== Exercise data

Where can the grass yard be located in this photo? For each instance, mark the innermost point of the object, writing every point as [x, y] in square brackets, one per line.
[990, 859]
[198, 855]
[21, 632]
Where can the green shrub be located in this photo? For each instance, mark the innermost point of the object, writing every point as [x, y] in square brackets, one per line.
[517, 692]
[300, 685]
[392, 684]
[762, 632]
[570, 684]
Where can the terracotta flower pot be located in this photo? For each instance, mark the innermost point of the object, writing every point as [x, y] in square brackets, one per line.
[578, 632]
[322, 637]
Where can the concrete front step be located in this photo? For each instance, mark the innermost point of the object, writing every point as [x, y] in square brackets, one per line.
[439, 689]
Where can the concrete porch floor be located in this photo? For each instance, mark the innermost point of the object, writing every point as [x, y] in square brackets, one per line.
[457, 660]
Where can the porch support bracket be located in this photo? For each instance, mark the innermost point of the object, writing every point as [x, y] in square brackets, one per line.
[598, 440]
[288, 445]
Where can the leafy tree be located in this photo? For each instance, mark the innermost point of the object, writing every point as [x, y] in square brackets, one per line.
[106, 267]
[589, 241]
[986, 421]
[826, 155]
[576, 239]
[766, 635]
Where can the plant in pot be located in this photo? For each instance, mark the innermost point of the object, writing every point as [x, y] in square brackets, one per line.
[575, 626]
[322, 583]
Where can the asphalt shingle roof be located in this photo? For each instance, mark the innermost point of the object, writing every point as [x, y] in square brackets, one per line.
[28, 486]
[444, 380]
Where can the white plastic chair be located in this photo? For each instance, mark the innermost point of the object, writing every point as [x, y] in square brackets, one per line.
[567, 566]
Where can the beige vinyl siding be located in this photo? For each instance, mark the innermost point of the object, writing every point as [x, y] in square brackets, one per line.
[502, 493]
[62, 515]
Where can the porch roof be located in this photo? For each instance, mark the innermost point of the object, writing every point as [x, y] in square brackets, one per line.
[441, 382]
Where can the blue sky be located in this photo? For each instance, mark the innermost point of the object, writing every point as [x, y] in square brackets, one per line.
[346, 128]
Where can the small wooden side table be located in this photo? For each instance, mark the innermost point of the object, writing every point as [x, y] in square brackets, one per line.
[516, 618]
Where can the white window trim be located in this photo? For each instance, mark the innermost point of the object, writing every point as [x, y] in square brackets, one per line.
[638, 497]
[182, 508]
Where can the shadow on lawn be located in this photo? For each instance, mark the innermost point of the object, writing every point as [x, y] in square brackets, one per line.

====

__Task goal__:
Turn every line of the items above into a numbered list, one entry per line, and drop any blank lines.

__Answer to this task__:
1. Where can the grass yard be located in this photo? For each instance, mark the innermost point of the object, writing every point as [x, y] in square brackets, one per line.
2. [990, 859]
3. [198, 855]
4. [21, 632]
5. Where can the green shrub be located in this photo? For each instance, mark the innermost point of the object, writing every point as [x, y] in square brackets, one per line.
6. [517, 692]
7. [300, 685]
8. [392, 684]
9. [762, 632]
10. [570, 684]
11. Where can the terracotta flower pot be located in this photo? For each instance, mark the innermost point of the object, writing every point as [x, y] in square brackets, one per line.
12. [578, 632]
13. [322, 637]
14. Where can the concrete front step be located in this photo? For each instance, mark the innermost point of the object, writing every point as [x, y] in square brackets, one per line.
15. [439, 689]
16. Where can the concrete porch floor be located in this photo? For each instance, mark the innermost point of the object, writing every point as [x, y] in square brackets, one per line.
17. [457, 660]
18. Where can the porch support bracket be located in this photo? For each instance, mark the innermost point of the object, writing every point as [x, y] in square brackets, one per line.
19. [598, 440]
20. [288, 445]
21. Where can the leafy tree be located in this photo? For each instance, mark the innermost point of the object, writing every point as [x, y] in square brackets, one per line.
22. [106, 267]
23. [589, 241]
24. [986, 421]
25. [826, 155]
26. [576, 239]
27. [766, 635]
28. Where can the plant in pot be located in this photo? For each instance, mark the innermost point of the object, writing every point as [x, y] in square brackets, one per line.
29. [575, 626]
30. [322, 583]
31. Where can the asphalt shingle roof be located in this photo? For each instance, mark the innermost point of the object, writing every point as [x, y] in square brackets, one per line.
32. [28, 486]
33. [444, 380]
34. Where can the white plastic chair be located in this photo? For each instance, mark the innermost point of the object, writing every point as [x, y] in square brackets, one per line.
35. [567, 566]
36. Where can the beige vinyl siding be located in this photo? For each instance, mark the innermost point of the object, writing every point as [x, y] in square brackets, one per line.
37. [502, 493]
38. [62, 515]
39. Where can the porch roof be located in this photo? For each instance, mark the innermost point of the object, writing every point as [x, y] in square brackets, one per line.
40. [441, 382]
41. Where can the blue sky be located in this photo? For each instance, mark the innermost point of the object, writing every point as [x, y] in square brackets, one per line.
42. [346, 128]
43. Where can the small wooden side table be located in this photo? For each instance, mark the innermost point of the object, writing every point as [x, y] in square brackets, one per line.
44. [516, 618]
45. Where can the white window trim be located in this photo? For each instance, mark the innermost point of the object, writing every point as [x, y] in square brackets, one per line.
46. [638, 497]
47. [182, 508]
48. Where can the shadow on lawn be located in this photo? For each instance, mark the innermost point of the object, writing every point as [x, y] in square brackets, one per line.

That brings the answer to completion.